■ Work required:
State how many lines of the items contain the string "traffic", matching case exactly, and give only that number.

■ Record set:
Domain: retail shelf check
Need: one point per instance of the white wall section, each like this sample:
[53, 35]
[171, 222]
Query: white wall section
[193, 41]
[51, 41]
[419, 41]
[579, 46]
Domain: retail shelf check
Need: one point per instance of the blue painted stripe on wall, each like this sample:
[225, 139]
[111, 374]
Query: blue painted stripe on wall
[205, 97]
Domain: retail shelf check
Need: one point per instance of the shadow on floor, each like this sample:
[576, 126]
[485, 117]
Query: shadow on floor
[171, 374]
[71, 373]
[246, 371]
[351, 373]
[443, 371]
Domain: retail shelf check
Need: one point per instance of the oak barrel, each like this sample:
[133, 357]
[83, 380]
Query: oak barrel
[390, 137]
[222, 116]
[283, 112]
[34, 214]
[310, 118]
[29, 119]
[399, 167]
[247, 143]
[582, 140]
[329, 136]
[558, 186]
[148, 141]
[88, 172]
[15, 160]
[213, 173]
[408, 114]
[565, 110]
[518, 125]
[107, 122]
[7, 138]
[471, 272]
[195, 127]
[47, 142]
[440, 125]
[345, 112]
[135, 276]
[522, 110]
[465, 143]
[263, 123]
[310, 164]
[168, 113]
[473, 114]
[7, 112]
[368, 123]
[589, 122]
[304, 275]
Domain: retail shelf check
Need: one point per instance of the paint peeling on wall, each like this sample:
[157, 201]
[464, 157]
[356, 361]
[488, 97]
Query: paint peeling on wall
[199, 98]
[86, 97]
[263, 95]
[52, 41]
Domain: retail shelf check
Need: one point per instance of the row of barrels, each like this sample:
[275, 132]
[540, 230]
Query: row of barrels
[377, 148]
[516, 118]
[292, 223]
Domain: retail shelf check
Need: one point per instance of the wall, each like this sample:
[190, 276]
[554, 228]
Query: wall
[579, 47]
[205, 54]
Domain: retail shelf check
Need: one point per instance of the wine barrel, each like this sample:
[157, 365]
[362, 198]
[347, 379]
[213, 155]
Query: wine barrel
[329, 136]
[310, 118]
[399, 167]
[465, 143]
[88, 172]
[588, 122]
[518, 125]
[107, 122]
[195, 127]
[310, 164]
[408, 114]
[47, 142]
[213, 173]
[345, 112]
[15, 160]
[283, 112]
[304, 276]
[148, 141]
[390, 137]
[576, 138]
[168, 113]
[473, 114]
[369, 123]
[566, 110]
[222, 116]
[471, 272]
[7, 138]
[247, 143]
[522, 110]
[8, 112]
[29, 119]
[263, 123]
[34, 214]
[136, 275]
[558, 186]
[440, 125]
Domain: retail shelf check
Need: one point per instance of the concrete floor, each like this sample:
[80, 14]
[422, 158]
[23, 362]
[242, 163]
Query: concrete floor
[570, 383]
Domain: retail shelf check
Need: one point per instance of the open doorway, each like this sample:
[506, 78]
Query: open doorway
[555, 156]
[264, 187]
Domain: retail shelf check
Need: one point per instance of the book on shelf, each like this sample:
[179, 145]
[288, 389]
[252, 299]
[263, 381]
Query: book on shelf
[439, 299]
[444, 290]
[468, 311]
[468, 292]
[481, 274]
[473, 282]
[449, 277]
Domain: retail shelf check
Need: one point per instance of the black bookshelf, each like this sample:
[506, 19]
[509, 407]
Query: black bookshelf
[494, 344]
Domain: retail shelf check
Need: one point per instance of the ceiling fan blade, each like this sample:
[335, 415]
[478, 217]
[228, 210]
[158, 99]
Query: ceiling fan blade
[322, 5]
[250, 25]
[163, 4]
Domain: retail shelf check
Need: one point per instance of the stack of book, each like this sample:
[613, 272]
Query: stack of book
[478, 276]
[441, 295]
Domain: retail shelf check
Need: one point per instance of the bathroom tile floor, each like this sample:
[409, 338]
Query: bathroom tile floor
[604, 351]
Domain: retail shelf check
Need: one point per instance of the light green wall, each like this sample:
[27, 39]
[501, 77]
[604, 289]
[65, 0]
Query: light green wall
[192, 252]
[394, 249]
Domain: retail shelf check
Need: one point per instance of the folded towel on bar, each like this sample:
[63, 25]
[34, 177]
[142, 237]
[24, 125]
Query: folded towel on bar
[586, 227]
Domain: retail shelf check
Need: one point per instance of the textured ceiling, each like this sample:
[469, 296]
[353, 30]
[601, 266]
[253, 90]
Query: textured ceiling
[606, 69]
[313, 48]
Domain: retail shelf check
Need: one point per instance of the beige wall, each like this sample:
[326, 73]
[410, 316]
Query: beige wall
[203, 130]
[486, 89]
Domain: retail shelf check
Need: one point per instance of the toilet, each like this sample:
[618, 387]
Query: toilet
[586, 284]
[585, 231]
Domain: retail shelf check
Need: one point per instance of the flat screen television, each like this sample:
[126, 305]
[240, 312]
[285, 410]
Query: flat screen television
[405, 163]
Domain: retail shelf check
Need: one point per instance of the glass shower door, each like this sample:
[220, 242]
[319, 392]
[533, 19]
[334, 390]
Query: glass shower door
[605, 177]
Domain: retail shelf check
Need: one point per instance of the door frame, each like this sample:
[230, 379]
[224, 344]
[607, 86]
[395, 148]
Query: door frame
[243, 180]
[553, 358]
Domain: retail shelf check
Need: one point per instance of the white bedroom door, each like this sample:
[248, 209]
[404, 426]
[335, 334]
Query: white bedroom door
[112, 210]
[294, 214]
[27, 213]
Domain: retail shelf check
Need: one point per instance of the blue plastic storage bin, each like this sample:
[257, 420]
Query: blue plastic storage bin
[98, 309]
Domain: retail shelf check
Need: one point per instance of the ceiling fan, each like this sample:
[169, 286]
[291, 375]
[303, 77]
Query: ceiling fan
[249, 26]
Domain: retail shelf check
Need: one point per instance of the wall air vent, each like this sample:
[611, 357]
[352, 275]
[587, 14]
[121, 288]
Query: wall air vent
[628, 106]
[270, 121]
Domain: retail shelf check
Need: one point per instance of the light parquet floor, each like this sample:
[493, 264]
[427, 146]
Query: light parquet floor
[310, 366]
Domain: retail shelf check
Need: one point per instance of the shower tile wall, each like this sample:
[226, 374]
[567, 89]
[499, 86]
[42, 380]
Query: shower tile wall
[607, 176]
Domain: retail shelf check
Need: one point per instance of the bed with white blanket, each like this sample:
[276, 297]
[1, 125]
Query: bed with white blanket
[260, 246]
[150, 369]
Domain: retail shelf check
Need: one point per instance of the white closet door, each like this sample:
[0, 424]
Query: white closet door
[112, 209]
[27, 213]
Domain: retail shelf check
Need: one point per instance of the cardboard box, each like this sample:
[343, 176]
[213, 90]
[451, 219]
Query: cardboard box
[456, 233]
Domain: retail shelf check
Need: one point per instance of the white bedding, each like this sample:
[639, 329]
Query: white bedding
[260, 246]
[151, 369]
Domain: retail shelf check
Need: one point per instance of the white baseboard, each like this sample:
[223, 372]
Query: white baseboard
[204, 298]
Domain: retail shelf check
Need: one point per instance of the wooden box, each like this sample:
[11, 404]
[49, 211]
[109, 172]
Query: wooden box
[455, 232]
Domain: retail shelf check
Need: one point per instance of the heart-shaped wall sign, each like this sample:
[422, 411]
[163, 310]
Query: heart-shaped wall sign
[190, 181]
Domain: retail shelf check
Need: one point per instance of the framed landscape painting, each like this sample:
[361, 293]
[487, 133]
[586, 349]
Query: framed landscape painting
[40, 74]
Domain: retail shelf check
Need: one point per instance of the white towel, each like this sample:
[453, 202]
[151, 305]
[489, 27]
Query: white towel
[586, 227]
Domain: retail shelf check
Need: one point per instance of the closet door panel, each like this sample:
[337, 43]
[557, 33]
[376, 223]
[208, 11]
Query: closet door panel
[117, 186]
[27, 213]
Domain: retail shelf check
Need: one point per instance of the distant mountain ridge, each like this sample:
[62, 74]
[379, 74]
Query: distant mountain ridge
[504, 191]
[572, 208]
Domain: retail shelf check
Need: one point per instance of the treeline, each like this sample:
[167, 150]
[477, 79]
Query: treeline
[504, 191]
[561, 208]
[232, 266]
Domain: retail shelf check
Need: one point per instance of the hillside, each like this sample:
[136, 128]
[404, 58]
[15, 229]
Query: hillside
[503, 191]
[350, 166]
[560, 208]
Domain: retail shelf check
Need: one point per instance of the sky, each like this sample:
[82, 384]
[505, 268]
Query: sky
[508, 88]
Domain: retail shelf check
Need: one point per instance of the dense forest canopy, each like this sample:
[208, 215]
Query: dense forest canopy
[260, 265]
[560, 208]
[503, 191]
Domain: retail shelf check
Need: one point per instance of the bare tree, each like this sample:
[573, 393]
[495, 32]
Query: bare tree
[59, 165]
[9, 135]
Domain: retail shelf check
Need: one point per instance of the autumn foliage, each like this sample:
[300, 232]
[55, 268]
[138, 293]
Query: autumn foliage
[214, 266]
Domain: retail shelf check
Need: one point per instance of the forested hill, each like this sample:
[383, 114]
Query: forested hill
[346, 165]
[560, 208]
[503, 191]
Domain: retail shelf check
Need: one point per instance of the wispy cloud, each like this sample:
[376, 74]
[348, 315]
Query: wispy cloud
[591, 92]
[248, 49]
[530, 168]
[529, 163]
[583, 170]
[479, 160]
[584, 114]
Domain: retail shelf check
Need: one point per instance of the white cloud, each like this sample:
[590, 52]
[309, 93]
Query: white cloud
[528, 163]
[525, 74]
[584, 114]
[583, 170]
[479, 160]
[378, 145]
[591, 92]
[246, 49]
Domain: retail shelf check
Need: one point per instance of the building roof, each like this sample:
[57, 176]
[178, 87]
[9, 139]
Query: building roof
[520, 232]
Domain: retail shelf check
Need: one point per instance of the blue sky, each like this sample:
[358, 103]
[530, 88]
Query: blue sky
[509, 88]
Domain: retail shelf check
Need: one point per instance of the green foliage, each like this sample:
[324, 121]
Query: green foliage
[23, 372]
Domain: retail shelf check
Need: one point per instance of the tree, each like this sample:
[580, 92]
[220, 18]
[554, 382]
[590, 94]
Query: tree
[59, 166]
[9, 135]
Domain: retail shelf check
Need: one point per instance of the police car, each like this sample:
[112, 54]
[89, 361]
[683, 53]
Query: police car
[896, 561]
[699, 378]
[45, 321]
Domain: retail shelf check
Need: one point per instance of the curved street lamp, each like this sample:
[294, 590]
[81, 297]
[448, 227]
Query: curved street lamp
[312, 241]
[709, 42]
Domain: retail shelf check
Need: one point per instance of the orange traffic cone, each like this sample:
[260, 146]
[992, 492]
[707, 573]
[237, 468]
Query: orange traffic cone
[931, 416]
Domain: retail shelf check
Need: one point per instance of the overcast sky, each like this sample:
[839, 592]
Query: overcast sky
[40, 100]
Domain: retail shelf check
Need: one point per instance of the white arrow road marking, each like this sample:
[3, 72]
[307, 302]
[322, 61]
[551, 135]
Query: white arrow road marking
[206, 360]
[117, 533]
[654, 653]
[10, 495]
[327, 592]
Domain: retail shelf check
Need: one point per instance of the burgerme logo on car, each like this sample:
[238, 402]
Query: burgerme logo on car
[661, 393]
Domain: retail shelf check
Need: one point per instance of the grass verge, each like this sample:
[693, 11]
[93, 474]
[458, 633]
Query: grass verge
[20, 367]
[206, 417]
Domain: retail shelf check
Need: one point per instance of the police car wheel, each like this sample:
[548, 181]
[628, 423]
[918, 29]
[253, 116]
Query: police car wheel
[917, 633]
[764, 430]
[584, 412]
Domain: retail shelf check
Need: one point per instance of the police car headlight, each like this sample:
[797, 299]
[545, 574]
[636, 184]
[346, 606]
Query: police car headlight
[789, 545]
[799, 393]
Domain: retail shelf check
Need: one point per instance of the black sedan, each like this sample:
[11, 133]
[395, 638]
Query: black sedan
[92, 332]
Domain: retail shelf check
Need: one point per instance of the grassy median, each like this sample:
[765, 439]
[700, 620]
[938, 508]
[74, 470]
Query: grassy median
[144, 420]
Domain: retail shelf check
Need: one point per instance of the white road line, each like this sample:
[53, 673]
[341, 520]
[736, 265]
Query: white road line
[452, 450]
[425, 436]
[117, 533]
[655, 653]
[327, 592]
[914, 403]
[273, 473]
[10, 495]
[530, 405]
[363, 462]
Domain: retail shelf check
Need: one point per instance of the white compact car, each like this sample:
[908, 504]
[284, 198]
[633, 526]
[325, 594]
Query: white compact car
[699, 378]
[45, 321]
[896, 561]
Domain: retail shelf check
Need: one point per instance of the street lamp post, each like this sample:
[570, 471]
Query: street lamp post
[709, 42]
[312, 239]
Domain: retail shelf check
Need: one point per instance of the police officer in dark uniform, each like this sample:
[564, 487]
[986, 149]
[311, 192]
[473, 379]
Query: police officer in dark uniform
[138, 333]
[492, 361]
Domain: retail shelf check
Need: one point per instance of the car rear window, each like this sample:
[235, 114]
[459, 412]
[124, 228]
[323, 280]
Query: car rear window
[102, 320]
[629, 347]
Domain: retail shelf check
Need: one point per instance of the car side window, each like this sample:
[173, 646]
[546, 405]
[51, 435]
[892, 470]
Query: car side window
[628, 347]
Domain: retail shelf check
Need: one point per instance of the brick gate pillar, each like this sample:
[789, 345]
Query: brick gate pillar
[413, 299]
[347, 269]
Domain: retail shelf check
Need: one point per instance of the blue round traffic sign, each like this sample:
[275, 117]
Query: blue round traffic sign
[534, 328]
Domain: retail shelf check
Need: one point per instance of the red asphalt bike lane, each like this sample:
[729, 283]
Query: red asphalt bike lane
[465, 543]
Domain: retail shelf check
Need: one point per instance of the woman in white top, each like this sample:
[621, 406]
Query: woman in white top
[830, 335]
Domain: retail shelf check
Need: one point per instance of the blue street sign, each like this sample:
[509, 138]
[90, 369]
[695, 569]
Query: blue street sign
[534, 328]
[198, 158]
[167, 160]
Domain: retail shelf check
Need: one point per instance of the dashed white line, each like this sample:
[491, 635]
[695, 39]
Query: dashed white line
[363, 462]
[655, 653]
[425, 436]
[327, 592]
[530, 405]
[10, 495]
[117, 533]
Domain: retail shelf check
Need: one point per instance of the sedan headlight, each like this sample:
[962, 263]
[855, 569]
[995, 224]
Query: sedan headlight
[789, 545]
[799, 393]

■ Complete output:
4